Given instruction:
Reproduce the listing below verbatim, line for line, without altering any character.
****************************************
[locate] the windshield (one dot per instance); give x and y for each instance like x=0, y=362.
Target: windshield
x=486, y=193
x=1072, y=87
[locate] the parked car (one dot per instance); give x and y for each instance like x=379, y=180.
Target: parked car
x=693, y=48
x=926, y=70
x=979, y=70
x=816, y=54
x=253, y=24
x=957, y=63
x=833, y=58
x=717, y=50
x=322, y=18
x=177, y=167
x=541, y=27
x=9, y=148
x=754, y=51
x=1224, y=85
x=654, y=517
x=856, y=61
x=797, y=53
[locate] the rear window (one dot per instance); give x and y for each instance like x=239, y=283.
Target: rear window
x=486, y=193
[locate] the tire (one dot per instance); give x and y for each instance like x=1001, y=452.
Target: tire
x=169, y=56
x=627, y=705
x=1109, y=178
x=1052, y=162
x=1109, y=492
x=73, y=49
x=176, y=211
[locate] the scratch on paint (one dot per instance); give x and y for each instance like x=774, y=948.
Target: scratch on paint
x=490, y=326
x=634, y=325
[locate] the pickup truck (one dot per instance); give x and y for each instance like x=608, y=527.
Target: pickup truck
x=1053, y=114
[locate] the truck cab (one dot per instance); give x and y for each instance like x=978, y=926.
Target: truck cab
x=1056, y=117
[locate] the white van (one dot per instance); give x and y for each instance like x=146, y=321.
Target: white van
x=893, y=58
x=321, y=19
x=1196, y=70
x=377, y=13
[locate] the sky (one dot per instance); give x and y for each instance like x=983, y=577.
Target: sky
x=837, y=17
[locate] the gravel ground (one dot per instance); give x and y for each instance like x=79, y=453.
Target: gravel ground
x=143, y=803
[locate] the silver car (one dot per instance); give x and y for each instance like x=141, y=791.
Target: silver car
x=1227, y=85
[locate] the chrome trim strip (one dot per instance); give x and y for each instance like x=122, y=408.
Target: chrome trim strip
****************************************
Completed task:
[locate] the windshield (one dot per instance); give x and y for each instance like x=0, y=362.
Target: windshield
x=486, y=193
x=1072, y=87
[locate] the parked car (one dot per instance); give x and y for each instance like x=379, y=180.
Target: parked car
x=693, y=48
x=926, y=70
x=979, y=70
x=816, y=54
x=253, y=24
x=957, y=63
x=833, y=58
x=717, y=50
x=322, y=18
x=177, y=167
x=541, y=27
x=9, y=148
x=754, y=51
x=1224, y=85
x=654, y=517
x=856, y=61
x=797, y=53
[locate] the rear window (one dot per instance); give x and y for each instance like x=239, y=283.
Target: rear window
x=486, y=193
[locate] the tire (one dot per instance); give x and y for each instance like x=1001, y=452.
Target: tire
x=169, y=56
x=627, y=705
x=1109, y=178
x=1052, y=162
x=1109, y=492
x=73, y=49
x=176, y=211
[locate] the scratch on paint (one dot per instance); give x and y for each instance like x=774, y=948.
Target: scratch on paint
x=490, y=326
x=634, y=325
[locate] the pickup truck (one dot per instance); give x and y for each instance like x=608, y=527.
Target: pickup truck
x=1053, y=114
[locate] the truck cab (one dot per instance); give x and y for each instance like x=978, y=926.
Target: truck cab
x=1056, y=117
[locate] the white van (one dot per instance); give x and y for each instance like x=146, y=321.
Target: white van
x=893, y=58
x=321, y=19
x=1196, y=70
x=377, y=13
[locate] the sky (one dot per instance); give x and y for each instance like x=983, y=577.
Target: sky
x=837, y=17
[locate] the gravel ground (one dot per instance); give x and y for each instance like x=79, y=453.
Target: gravel ground
x=143, y=803
[locate] the silver car (one dot per instance); give x and y for each instance like x=141, y=791.
Target: silver car
x=1227, y=85
[locate] the chrome trim strip (one dot per instance); give x and y for each instance like x=122, y=408.
Target: chrome trim strip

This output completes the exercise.